● TASK DIRECTIONS
List each line in the items below that contains the word "above".

● SOURCE RECORDS
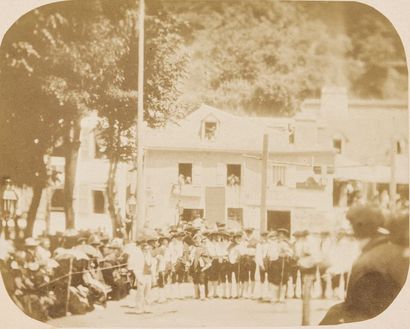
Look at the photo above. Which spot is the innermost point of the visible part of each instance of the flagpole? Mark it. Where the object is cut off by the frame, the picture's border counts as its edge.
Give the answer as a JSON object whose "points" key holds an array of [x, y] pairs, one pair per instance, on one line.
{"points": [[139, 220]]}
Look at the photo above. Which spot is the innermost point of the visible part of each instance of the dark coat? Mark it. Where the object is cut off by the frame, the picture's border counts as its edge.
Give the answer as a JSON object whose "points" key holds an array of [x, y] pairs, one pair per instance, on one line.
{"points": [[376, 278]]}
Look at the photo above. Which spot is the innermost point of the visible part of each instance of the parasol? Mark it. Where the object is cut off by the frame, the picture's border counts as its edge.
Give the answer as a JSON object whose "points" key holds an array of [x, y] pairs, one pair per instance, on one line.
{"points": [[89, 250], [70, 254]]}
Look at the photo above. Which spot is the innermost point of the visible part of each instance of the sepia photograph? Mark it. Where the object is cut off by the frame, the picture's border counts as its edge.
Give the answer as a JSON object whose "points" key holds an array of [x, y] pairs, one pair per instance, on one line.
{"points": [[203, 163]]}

==

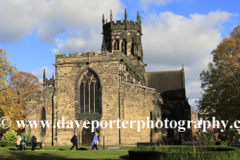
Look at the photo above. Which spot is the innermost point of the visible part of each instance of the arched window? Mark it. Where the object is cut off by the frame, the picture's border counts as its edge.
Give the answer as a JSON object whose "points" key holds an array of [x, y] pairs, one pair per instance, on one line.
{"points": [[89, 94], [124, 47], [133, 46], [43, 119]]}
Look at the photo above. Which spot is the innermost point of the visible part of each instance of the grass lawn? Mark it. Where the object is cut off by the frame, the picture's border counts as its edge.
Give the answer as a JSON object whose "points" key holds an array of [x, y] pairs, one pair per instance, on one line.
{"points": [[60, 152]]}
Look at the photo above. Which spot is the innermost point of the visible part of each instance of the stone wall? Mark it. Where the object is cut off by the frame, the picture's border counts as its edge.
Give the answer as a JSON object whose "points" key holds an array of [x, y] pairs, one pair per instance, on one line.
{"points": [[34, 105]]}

* * *

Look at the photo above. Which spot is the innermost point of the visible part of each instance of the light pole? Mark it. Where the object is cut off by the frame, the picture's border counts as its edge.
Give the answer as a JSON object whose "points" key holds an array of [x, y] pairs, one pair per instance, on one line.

● RESPONSE
Look at the photo above. Which spot is the innermost point of the visible part of each instance of the flagpole? Mark it. Where the object is cut off by the frame, the picture's border counts as its edge.
Look at the photo above. Which spot is the innermost point of the visible part of each instance of the dark coat? Mark it. Where the object is cut off by the frame, the picture's border counts as its edge.
Look at the photo above. Which spot is the innermost point of the visible part of each instance of the parasol? Mark it. Where the object is cut off by the frame, the picture's border counts as its edge.
Look at the photo above. Which spot is the innermost point of the visible part of each instance of the sepia photograph? Mark it. Where the object is cut off by the frame, the picture's border counts as its edge.
Look at the photo above. Which spot is the innermost point of the visible part of each instance of the arched window? Mark it. Where the object is cut off by the frame, the picture's border counts as its edge.
Look at the photo above. Which spot is the innermost point of the visible part of each instance of the grass lawn? Mark it. Where the object is cut off by the frame, the picture's border counts as its edge.
Look at the photo above. Which spot is the innermost point of the visible part of each instance of the stone wall? Mark it. Where the object is cut off by the frame, the picture's border counts as its edge.
Look at the photo above. Which spot is the innermost point of the visible part of each instance of the light pole? Mark it. Where the object is cut off by the frame, the picture's border counts as its edge.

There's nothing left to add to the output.